##### Records provided

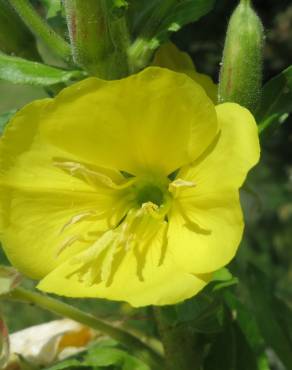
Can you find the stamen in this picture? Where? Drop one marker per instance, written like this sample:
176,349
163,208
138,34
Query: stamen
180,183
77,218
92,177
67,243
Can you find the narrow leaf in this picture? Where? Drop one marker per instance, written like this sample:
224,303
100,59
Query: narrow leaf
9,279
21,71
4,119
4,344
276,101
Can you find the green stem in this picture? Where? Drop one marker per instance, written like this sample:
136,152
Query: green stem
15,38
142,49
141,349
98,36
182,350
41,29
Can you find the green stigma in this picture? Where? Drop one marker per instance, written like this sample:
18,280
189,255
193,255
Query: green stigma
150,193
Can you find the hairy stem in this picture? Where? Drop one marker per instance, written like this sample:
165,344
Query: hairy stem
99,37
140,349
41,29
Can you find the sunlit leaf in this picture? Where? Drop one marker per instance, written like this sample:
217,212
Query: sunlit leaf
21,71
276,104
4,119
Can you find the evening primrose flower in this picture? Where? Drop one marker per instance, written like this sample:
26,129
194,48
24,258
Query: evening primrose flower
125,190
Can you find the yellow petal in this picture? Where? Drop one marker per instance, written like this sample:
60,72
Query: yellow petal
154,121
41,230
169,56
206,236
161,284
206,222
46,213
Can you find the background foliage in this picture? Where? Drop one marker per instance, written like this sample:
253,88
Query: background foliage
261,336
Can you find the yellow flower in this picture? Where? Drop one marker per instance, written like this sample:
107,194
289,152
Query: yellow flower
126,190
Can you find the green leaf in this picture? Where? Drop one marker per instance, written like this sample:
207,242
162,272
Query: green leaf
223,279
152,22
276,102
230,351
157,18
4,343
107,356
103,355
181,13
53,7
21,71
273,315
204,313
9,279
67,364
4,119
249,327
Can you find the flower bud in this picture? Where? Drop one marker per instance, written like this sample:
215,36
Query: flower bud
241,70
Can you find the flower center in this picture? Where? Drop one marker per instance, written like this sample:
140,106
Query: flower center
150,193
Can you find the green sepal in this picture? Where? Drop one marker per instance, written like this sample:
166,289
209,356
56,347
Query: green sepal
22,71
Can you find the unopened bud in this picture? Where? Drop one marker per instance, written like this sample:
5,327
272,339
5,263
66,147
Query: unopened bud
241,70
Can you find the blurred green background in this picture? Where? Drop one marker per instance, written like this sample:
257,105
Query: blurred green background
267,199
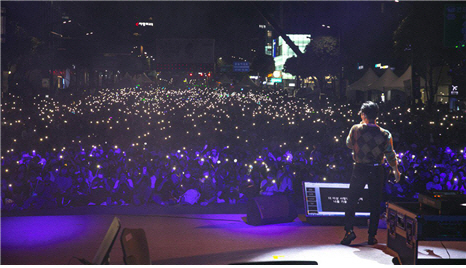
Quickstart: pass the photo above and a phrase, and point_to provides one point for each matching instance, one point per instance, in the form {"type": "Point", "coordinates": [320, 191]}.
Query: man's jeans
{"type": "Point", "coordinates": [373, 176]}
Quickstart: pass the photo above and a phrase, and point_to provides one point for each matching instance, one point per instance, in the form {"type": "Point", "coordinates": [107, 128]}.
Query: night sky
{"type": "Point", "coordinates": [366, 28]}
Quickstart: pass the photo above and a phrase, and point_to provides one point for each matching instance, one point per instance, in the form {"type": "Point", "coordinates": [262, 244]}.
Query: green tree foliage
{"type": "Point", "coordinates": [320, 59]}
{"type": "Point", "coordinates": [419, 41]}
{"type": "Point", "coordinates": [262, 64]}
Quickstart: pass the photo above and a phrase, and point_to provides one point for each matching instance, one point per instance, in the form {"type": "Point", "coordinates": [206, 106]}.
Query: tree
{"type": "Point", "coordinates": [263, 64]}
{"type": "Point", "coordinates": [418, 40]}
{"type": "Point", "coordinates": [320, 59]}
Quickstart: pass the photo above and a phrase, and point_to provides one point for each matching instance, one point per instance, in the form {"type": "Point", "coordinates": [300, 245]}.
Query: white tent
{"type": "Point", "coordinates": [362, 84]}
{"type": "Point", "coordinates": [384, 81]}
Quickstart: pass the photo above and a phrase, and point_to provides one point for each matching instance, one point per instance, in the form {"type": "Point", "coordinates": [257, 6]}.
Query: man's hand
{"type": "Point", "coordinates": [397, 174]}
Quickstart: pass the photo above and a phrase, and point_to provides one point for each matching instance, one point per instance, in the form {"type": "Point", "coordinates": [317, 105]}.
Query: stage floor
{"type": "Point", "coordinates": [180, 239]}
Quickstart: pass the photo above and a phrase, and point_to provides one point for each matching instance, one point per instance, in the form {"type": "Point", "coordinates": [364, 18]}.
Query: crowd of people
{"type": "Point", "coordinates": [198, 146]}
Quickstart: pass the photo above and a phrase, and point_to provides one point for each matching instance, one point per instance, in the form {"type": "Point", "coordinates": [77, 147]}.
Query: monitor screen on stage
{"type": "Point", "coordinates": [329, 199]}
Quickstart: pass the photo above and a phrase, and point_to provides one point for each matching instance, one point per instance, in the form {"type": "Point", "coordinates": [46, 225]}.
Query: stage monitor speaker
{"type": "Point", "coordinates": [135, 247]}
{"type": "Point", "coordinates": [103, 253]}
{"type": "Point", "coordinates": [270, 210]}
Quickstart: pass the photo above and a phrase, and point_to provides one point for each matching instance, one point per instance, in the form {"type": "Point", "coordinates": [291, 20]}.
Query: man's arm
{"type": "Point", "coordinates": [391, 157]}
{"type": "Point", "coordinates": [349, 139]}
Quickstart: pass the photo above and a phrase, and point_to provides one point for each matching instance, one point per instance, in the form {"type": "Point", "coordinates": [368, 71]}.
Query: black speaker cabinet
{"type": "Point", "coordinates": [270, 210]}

##########

Reproduce only the lines running from the beginning of the entries above to the line holding "Can you find the narrow", inclusive. Pictures stay out of the copy.

Can you find the stamen in this picture? Where? Drop one marker per instance, written like this sample:
176,349
163,208
138,34
Query: stamen
180,183
77,218
92,177
67,243
Can you find the narrow leaf in this picture? Where? Drop one marker per instance, written like this sample:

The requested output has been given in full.